--- Görev 1 ---
Çalışma metnine göre Müslüm Gürses, Ali Tekintüre'nin aşağı yukarı kaç şarkısını okumuştur?
--- Görev 2 ---
Çalışma metninde "Nasıl tanışmıştınız Müslüm" sözlerini içeren ifadeyle açılıp "mı bir hikâyesi?" ile kapanan bölümü, "80’lerin başında" yerine "70’lerin sonunda" koyarak yeniden yazınız.

--- Çalışma Metni ---

Müslüm babayı en iyi bilirdi: Şarkılar artık o kadar güzel okunmayacak
Müslüm Gürses'in ardından medyada pek çok sima Gürses'i nasıl bildiklerini anlattılar da, şarkılarının altındaki imza Ali Tekintüre'ye soran olmadı fazla. Oysa o da Müslüm kadar babaydı hayranlarına.
13 Yıl Önce Güncellendi
2013-03-10 10:00:31
TIMETURK / Haber Merkezi
‘Tanrım Beni Baştan Yarat’tan ‘Kaderi Ben mi Yarattım’a, ‘Hangimiz Sevmedik’ten ‘Dilek Taşı’na saymakla bitmeyecek binlerce şarkı, Zeki Müren’den Ferdi Tayfur’a, Küçük Ceylan’dan Bergen’e gönüllere dolarken, kimseler pek de bilmedi kimdi bu sözleri diyen. Müslüm Gürses’in vefatıyla Ali Tekintüre’yi ‘Nerelerdesiniz’ diye aradığımda, ‘Ben öyle pek kameralara çıkmayı sevmem, zaten bizi tanımazlar da gençler fazla’ dedi. Arabesk müziğin değerli şarkılarına isim veren Tekintüre’yi, tanıyalım istedik.
Ne hissettiniz Müslüm Gürses’in cenazesinde?
Fazla ağlayan bir insan değilim ama benim bile törenin yapıldığı CRR’den (Cemal Reşit Rey) Teşvikiye Cami’ye giderken gözlerim yaşardı. Müslüm Gürses’in insanların hayatında büyük bir yeri vardı. O boşluğu gördüm, şarkıların daha güzel okunamayacağını gördüm. Benim şarkılarımı en güzel okuyan insandı. Şarkılar artık o kadar güzel okunmayacak. Bir başkalık vardı onda.
Nereden geliyor o başkalık sizce?
Allah vergisi bir şey. Çalışmakla olacak bir şey değil.
Nasıl tanışmıştınız Müslüm Gürses’le?
Elenor Plak’a geldikten sonra, 80’lerin başında tanıştık. ‘Güldür Yüzümü’. ‘Aldanma Mahsun Yüzüne’, ‘Vefasız Alem’, ‘Canım Dedikleri’, ‘Unutamazsın’... Hangi birini sayayım, benden aşağı yukarı 100 tane şarkı okudu.
En meşhurlarından biri de ‘Evlat’. Var mı bir hikâyesi?

--- Veri Listesi ---
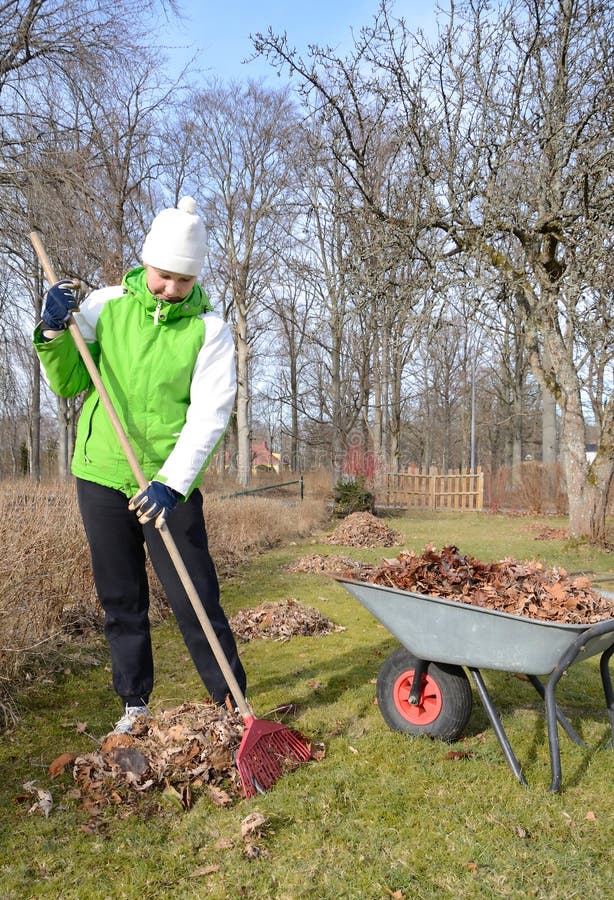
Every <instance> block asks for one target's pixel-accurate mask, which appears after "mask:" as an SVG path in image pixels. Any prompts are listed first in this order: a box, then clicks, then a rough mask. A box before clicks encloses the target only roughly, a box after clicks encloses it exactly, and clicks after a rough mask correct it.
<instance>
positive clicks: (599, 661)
mask: <svg viewBox="0 0 614 900" xmlns="http://www.w3.org/2000/svg"><path fill="white" fill-rule="evenodd" d="M613 653H614V644H612V646H611V647H610V648H609V649H608V650H604V652H603V653H602V654H601V659H600V661H599V668H600V670H601V683H602V684H603V692H604V694H605V703H606V707H607V711H608V719H609V720H610V731H611V732H612V739H611V741H610V747H612V748H613V749H614V691H613V690H612V678H611V677H610V670H609V668H608V663H609V662H610V658H611V656H612V654H613Z"/></svg>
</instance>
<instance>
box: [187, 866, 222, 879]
mask: <svg viewBox="0 0 614 900" xmlns="http://www.w3.org/2000/svg"><path fill="white" fill-rule="evenodd" d="M219 871H220V867H219V866H201V868H200V869H194V871H193V872H192V873H191V874H190V878H204V877H205V876H206V875H213V874H214V872H219Z"/></svg>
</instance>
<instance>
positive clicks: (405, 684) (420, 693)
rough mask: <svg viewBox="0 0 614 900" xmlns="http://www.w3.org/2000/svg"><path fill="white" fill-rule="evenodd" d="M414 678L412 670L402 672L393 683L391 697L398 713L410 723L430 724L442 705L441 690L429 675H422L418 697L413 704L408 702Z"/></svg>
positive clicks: (433, 720) (412, 724)
mask: <svg viewBox="0 0 614 900" xmlns="http://www.w3.org/2000/svg"><path fill="white" fill-rule="evenodd" d="M413 680H414V670H413V669H409V670H408V671H407V672H403V673H402V674H401V675H399V677H398V678H397V680H396V681H395V683H394V688H393V699H394V705H395V706H396V708H397V710H398V711H399V713H400V714H401V715H402V716H403V718H404V719H406V720H407V721H408V722H411V724H412V725H430V724H431V722H434V721H435V719H436V718H437V716H438V715H439V713H440V712H441V707H442V705H443V702H442V699H441V691H440V690H439V686H438V684H437V682H436V681H434V680H433V679H432V678H431V677H430V675H428V674H427V675H424V676H423V678H422V685H421V688H420V698H419V700H418V703H417V704H416V705H415V706H414V705H413V703H410V702H409V694H410V691H411V686H412V683H413Z"/></svg>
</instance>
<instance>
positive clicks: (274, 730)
mask: <svg viewBox="0 0 614 900" xmlns="http://www.w3.org/2000/svg"><path fill="white" fill-rule="evenodd" d="M30 240H31V242H32V245H33V247H34V249H35V251H36V254H37V256H38V259H39V261H40V263H41V266H42V268H43V271H44V273H45V277H46V278H47V280H48V281H49V283H50V284H55V282H56V281H57V280H58V279H57V278H56V276H55V272H54V270H53V266H52V265H51V261H50V260H49V257H48V256H47V253H46V251H45V248H44V246H43V242H42V239H41V236H40V234H39V233H38V232H37V231H32V232H30ZM68 330H69V331H70V333H71V335H72V337H73V340H74V342H75V344H76V346H77V350H78V351H79V354H80V355H81V358H82V359H83V362H84V364H85V367H86V369H87V371H88V373H89V375H90V377H91V379H92V383H93V384H94V387H95V388H96V390H97V391H98V396H99V397H100V400H101V402H102V405H103V406H104V408H105V410H106V412H107V414H108V416H109V418H110V420H111V424H112V426H113V429H114V431H115V434H116V435H117V438H118V440H119V442H120V444H121V447H122V450H123V451H124V453H125V454H126V458H127V460H128V463H129V465H130V468H131V470H132V474H133V475H134V477H135V479H136V482H137V484H138V486H139V488H140V489H141V490H142V489H144V488H146V487H147V485H148V484H149V482H148V481H147V479H146V478H145V475H144V474H143V471H142V469H141V467H140V464H139V461H138V460H137V458H136V455H135V453H134V450H133V449H132V446H131V444H130V441H129V440H128V436H127V435H126V432H125V431H124V428H123V425H122V423H121V422H120V420H119V417H118V415H117V413H116V411H115V408H114V406H113V404H112V402H111V398H110V397H109V394H108V393H107V390H106V388H105V386H104V384H103V382H102V379H101V377H100V373H99V371H98V369H97V368H96V364H95V362H94V360H93V358H92V355H91V353H90V351H89V348H88V346H87V344H86V342H85V338H84V337H83V335H82V334H81V331H80V330H79V326H78V325H77V323H76V321H75V319H74V317H73V316H72V315H71V316H70V318H69V319H68ZM159 531H160V535H161V537H162V540H163V542H164V545H165V546H166V549H167V551H168V554H169V556H170V558H171V561H172V563H173V565H174V567H175V569H176V571H177V574H178V576H179V579H180V580H181V584H182V585H183V588H184V590H185V592H186V594H187V596H188V599H189V600H190V603H191V604H192V608H193V609H194V612H195V613H196V616H197V618H198V621H199V622H200V624H201V627H202V629H203V631H204V633H205V637H206V638H207V640H208V642H209V645H210V647H211V650H212V651H213V654H214V656H215V658H216V660H217V663H218V665H219V667H220V669H221V671H222V673H223V675H224V678H225V679H226V683H227V685H228V687H229V690H230V693H231V694H232V698H233V700H234V703H235V705H236V707H237V710H238V712H239V714H240V715H241V717H242V719H243V723H244V726H245V728H244V732H243V737H242V740H241V743H240V745H239V749H238V750H237V753H236V756H235V763H236V766H237V770H238V772H239V775H240V777H241V783H242V785H243V791H244V793H245V796H246V797H247V798H249V797H253V796H254V794H255V793H256V791H257V790H258V791H261V792H263V791H266V790H268V789H269V788H270V787H271V786H272V785H273V784H275V782H276V781H277V780H278V779H279V778H280V777H281V775H282V774H283V772H284V770H287V769H288V768H290V767H294V765H295V763H304V762H307V761H308V760H310V759H311V758H312V754H311V743H310V742H309V741H308V740H306V738H305V737H304V736H303V735H302V734H300V733H299V732H297V731H292V730H291V729H290V728H288V727H287V726H285V725H282V724H281V723H279V722H270V721H269V720H267V719H257V718H256V717H255V715H254V713H253V711H252V709H251V707H250V706H249V704H248V703H247V700H246V699H245V696H244V694H243V691H242V690H241V688H240V687H239V684H238V682H237V679H236V677H235V675H234V672H233V671H232V669H231V668H230V663H229V662H228V659H227V658H226V655H225V653H224V650H223V648H222V645H221V644H220V642H219V640H218V637H217V635H216V633H215V631H214V630H213V626H212V624H211V622H210V620H209V617H208V616H207V613H206V612H205V609H204V607H203V604H202V602H201V599H200V597H199V596H198V592H197V591H196V588H195V586H194V583H193V581H192V579H191V577H190V574H189V572H188V570H187V568H186V566H185V564H184V562H183V559H182V557H181V554H180V553H179V550H178V548H177V545H176V544H175V541H174V539H173V536H172V535H171V533H170V531H169V530H168V526H167V525H166V523H163V524H162V525H161V526H160V529H159Z"/></svg>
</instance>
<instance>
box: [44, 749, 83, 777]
mask: <svg viewBox="0 0 614 900" xmlns="http://www.w3.org/2000/svg"><path fill="white" fill-rule="evenodd" d="M76 758H77V754H76V753H62V754H60V756H58V757H57V759H54V760H53V762H51V763H49V774H50V775H51V777H52V778H57V777H58V776H59V775H62V774H63V773H64V772H65V771H66V767H67V766H71V765H72V764H73V763H74V761H75V760H76Z"/></svg>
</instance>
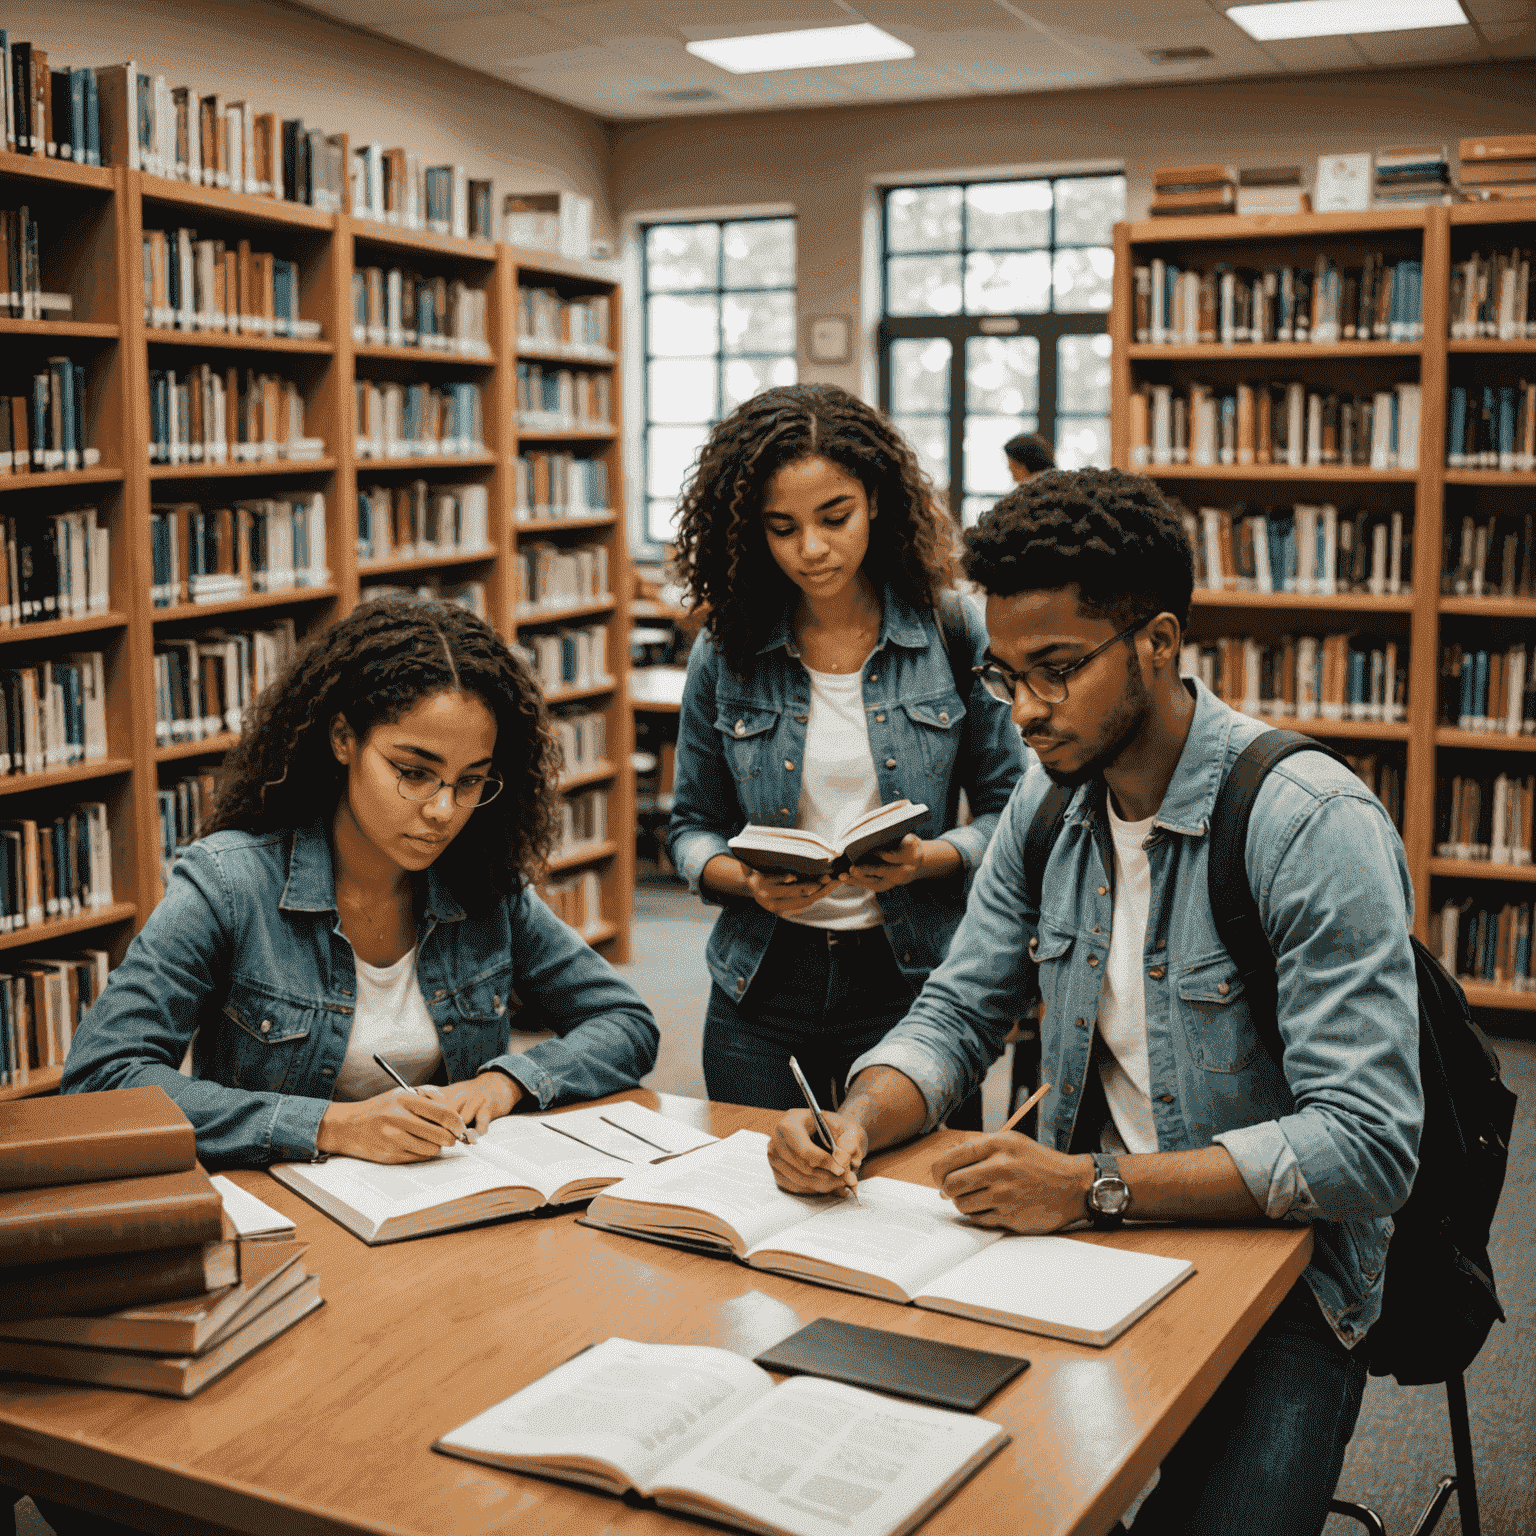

--- Çözümünüz 1 ---
Aşağı yukarı 100 şarkısını okumuştur.

--- Çözümünüz 2 ---
Nasıl tanışmıştınız Müslüm Gürses’le?
Elenor Plak’a geldikten sonra, 70’lerin sonunda tanıştık. ‘Güldür Yüzümü’. ‘Aldanma Mahsun Yüzüne’, ‘Vefasız Alem’, ‘Canım Dedikleri’, ‘Unutamazsın’... Hangi birini sayayım, benden aşağı yukarı 100 tane şarkı okudu.
En meşhurlarından biri de ‘Evlat’. Var mı bir hikâyesi?